WHAT IS BEING ASKED> Pick up the passage on antenatal and postnatal depression in a New Zealand birth cohort after its final sentence and write the next part.

EXCERPTED PASSAGE>

Postnatal data collection was carried out 9 months after childbirth using the same method as the antenatal data collection. Participants were included in the longitudinal analyses for this study if (1) they were the biological mother of the child and (2) they provided data during the third trimester of their pregnancy and at 9 months after childbirth. A total of 5301 women were included in the analyses. There were 358 women (6.3% of the antenatal sample) who were lost to follow-up (i.e., they provided data during pregnancy but not 9 months after childbirth). There were no missing data for any of the EDS/EPDS items at either the antenatal or postnatal interview.

Compared with those included, the participants who were excluded from the longitudinal analyses were significantly: younger; more likely to be Māori, Pacific or Asian; less likely to have a degree; more likely to be unemployed during pregnancy; more likely to be in a low socioeconomic group; and less likely to be cohabiting with a partner or married. Nonetheless, participants included in the longitudinal analyses were similar to NZ national birth data in terms of maternal age and were sufficiently ethnically and socioeconomically diverse to allow for meaningful multilevel analyses.

Participants excluded from the longitudinal analyses were significantly more likely to have reached the study criteria for antenatal depression. Thus, the rate of depression during pregnancy in these longitudinal analyses was slightly lower than the prevalence in our previous report (11.9%) (Waldie et al. 2015).

DATA EXTRACTS>
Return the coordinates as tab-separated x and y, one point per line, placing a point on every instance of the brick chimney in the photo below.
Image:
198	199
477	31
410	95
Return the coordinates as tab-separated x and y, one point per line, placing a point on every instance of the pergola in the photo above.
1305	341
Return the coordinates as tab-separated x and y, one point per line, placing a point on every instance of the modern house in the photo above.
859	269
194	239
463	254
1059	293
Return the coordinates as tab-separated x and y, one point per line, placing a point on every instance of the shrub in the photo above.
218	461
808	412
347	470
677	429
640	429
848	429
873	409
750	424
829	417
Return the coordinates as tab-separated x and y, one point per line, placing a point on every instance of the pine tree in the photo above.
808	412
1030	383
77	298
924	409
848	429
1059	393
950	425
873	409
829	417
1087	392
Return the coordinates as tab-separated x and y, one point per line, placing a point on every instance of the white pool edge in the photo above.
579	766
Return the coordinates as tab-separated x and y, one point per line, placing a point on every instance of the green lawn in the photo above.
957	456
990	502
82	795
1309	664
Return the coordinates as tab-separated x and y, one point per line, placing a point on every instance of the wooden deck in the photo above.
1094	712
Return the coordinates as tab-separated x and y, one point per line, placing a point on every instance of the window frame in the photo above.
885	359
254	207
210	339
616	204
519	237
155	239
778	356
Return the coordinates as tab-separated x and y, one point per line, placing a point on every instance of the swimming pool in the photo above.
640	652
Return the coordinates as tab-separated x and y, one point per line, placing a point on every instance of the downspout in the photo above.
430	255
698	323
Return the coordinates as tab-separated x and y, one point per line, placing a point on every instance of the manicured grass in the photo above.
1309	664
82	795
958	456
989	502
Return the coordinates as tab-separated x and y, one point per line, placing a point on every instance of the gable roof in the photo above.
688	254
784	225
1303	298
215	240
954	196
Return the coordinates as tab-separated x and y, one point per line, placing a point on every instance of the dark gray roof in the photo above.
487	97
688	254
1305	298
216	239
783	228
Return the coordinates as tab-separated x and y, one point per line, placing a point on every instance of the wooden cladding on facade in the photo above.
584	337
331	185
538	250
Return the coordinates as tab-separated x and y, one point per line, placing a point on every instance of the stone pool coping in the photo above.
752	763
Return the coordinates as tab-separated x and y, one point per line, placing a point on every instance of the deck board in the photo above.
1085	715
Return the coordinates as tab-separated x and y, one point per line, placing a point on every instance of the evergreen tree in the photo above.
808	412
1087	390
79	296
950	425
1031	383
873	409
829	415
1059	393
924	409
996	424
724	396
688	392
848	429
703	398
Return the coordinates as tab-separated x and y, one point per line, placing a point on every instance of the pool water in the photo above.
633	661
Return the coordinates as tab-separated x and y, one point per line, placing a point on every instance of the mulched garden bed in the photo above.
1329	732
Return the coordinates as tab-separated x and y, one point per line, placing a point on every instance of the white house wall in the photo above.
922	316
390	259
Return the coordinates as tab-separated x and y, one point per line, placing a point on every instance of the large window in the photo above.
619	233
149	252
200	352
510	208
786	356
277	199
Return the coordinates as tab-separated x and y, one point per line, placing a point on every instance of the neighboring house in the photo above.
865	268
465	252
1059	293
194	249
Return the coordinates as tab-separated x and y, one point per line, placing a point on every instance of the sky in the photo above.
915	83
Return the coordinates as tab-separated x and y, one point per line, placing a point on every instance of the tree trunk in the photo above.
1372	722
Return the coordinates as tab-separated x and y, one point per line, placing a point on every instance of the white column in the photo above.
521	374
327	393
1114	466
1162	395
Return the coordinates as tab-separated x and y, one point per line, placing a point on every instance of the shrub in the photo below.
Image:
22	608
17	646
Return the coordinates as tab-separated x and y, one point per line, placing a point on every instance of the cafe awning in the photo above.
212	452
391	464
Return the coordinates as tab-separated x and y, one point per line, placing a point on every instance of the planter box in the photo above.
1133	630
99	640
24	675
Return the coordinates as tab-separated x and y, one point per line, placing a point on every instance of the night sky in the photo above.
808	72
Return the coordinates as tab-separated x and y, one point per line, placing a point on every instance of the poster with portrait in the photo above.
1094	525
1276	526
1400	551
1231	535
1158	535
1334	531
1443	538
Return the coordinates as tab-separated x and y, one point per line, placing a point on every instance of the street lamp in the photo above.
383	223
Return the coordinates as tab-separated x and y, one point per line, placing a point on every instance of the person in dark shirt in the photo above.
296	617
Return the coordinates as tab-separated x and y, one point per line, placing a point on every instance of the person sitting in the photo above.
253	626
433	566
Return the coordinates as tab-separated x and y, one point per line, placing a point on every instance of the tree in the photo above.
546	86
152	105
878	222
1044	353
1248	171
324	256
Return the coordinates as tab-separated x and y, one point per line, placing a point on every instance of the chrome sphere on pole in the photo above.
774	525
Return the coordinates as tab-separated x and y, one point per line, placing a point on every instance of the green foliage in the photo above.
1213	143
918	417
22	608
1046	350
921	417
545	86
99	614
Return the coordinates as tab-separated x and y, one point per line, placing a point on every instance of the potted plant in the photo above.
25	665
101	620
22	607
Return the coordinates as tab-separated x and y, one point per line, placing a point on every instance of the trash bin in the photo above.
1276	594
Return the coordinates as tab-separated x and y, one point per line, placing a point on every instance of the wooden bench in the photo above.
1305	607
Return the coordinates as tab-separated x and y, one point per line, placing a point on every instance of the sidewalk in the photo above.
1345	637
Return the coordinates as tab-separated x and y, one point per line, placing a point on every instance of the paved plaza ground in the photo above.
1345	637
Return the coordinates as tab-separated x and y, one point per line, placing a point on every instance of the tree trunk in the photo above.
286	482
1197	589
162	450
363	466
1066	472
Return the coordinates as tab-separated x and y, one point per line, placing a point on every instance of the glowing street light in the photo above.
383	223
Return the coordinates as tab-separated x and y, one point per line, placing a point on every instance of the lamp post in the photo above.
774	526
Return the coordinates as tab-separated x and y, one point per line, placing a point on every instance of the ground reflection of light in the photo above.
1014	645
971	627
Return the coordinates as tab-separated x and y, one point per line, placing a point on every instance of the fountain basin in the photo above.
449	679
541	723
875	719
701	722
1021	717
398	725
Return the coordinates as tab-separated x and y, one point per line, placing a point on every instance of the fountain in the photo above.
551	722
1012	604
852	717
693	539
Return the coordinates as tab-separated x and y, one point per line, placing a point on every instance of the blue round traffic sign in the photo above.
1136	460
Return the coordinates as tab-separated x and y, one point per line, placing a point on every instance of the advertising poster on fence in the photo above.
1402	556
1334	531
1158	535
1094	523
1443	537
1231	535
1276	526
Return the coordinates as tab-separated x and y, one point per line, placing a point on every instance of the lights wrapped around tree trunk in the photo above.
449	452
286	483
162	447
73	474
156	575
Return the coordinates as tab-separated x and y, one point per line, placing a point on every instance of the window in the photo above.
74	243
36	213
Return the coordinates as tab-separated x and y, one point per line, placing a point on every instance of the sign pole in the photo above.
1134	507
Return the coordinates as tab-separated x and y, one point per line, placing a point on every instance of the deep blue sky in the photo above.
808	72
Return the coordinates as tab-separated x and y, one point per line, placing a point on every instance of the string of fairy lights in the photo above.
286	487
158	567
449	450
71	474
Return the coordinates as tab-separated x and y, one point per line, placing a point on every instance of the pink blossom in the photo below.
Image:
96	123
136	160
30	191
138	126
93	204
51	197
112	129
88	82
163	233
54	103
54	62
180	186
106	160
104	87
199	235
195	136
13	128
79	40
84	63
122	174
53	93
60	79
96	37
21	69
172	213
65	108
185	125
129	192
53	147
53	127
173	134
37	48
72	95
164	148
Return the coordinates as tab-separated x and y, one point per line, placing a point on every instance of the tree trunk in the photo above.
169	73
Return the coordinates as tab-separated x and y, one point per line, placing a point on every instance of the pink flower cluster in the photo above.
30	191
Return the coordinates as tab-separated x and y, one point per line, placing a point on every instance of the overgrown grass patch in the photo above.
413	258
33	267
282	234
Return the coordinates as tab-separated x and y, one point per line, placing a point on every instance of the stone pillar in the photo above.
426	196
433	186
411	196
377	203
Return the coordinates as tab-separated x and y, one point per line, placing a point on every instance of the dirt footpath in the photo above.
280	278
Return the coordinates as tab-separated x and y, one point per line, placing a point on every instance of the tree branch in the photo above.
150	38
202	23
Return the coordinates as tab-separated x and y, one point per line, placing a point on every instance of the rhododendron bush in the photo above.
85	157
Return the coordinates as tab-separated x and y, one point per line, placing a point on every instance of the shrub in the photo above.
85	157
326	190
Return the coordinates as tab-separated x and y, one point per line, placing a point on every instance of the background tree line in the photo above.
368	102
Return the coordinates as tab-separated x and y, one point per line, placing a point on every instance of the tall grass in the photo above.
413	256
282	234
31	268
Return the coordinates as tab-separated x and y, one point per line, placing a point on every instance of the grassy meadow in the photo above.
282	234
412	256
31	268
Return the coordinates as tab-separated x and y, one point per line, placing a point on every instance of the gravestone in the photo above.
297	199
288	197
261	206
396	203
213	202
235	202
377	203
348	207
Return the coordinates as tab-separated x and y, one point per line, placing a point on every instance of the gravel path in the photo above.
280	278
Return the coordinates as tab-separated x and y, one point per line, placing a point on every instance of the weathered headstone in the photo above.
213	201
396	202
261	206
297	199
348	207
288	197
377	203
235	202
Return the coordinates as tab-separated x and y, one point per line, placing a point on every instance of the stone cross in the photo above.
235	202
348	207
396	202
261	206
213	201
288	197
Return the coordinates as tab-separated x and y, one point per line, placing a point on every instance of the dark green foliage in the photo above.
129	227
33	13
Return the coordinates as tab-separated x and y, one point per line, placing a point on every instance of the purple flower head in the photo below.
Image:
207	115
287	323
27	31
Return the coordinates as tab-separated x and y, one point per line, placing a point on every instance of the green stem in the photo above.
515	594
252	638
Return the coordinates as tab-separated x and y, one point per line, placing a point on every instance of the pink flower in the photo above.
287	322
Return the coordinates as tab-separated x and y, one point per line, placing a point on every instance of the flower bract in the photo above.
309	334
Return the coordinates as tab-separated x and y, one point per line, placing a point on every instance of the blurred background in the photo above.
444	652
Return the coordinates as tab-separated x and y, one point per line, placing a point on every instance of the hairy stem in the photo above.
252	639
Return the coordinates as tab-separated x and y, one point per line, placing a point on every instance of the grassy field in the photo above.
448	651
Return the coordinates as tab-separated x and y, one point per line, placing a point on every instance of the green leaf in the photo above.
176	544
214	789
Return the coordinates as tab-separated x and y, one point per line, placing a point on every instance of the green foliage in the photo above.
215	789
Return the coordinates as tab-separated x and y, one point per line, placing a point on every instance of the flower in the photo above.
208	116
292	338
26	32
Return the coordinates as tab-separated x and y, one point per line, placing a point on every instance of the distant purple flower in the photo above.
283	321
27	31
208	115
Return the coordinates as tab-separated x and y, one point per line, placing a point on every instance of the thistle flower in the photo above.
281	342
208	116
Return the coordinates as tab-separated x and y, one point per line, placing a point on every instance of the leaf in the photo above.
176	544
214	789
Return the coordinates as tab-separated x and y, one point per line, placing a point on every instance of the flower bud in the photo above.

WRITTEN ANSWER>
Measures

ADS and PDS were measured using the Edinburgh Postnatal Depression Scale (EPDS) (Cox et al. 1987); a tool that has also been validated for use in pregnancy and is referred to as the Edinburgh Depression Scale (EDS) when used outside of the postnatal period (Cox et al. 1996). The EDS/EPDS has ten items scored 0–3 and a maximum score of 30. Rates of ADS and PDS were calculated using a cut-off of 12/13. Sensitivity/specificity for major depression at this cut-off are estimated to be 0.83/0.90 and 0.80/0.93 in the antenatal and postnatal periods respectively (National Institute for Health and Clinical Excellence 2014). Participants were divided into four groups defined as follows: ADS only (antenatal interview EDS >12 and postnatal interview EPDS ≤12); PDS only (antenatal interview EDS ≤12 and postnatal interview EPDS >12); ADS + PDS (antenatal interview EDS >12 and postnatal interview EPDS >12); and ‘no depression’ (antenatal interview EDS <12 and postnatal interview EPDS <12).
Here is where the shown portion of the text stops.